• **Provided passage**:
[start]
New Delhi: Sebi on Thursday asked bourses and clearing corporations to enhance trading, clearing, settlement and risk management systems to at least 1.5 times of the projected peak load as trade volumes soar at stock exchanges.
The Securities and Exchange Board of India (Sebi) has come out with the new guidelines after taking into account the recommendations of its technical advisory committee.
Over the years, bourses and clearing corporations have experienced an increase in volumes as markets have grown.
In a circular, Sebi has directed stock exchanges and clearing corporations to enhance trading, clearing, settlement and risk management related infrastructure capacity to "at least 1.5 times of the projected peak load".
The projected peak load will be calculated for the next 60 days based on the per-second peak load trend of the past 180 days.
All systems in trading, clearing and settlement ecosystem will be considered in this process, including all technical components such as network, hardware, software, and will be adequately sized to meet capacity requirements.
In case the actual capacity utilisation exceeds 75 percent of the installed one, immediate action will be taken to enhance it.
They have been asked to put in place necessary systems for implementation of the circular within three months.
Furthermore, they have been asked to implement suitable mechanisms, including generation of appropriate alerts, to monitor capacity utilisation on a real-time basis and will proactively address issues pertaining to their capacity needs.
The existing policy has been in place since 2008.
Under the existing norms, the per-half-hour capacity of the computers and the network should be at least 4-5 times of the anticipated peak load in any half an hour or of the actual peak load seen in any half an hour during the preceding six months.
[end]
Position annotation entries
[start]
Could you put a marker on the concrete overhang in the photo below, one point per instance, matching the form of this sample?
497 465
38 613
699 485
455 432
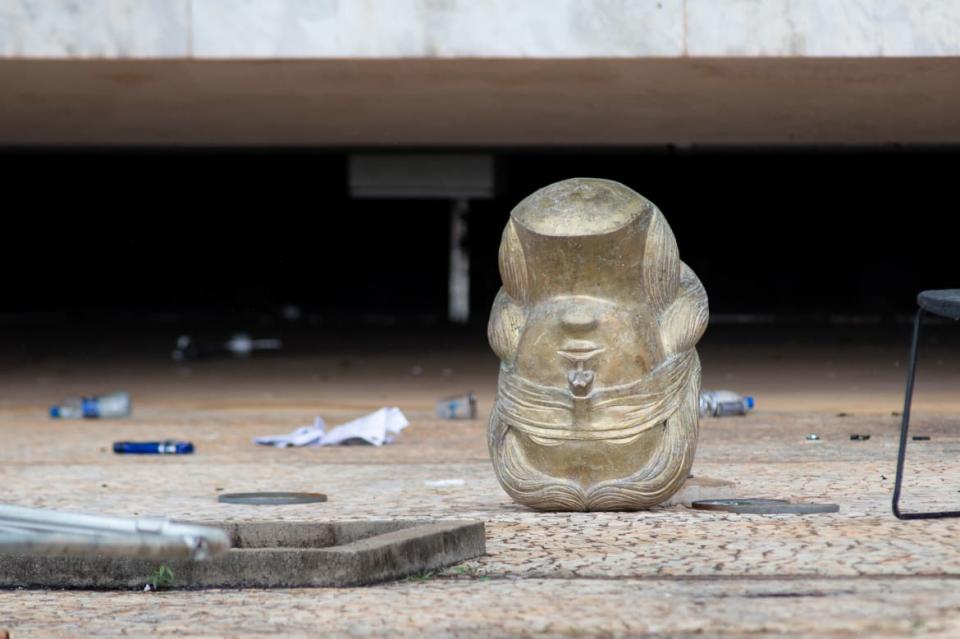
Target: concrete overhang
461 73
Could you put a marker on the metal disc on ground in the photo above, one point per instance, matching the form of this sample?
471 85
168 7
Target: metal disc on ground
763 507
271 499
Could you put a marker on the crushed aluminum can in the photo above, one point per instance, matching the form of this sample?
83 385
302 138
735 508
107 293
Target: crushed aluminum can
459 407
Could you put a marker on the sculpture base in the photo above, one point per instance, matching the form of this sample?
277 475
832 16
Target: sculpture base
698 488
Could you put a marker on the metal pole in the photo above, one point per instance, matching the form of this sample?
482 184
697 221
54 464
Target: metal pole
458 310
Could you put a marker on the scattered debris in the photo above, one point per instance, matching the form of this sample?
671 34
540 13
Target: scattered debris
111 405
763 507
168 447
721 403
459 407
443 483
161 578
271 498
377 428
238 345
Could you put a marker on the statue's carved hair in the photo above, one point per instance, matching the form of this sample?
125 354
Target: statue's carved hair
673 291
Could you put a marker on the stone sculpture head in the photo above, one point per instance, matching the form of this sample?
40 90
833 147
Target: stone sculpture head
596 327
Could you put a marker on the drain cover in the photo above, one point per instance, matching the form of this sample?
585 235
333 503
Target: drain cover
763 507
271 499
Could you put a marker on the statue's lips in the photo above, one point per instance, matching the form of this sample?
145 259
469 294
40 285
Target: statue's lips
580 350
[end]
• **To-do list**:
1. Answer from the Sebi passage:
(a) To what level must exchanges and clearing corporations raise their infrastructure capacity?
(b) How long do they have to put systems in place to implement the circular?
(c) Since what year has the existing policy been in place?
2. Show each line of the entries that contains the word "head".

• **Exercise responses**:
1.
(a) At least 1.5 times the projected peak load.
(b) Three months.
(c) 2008.

2.
Could you put a marker on the stone sculpture head in the photo above, one point per instance, matching the form of this sample?
Target: stone sculpture head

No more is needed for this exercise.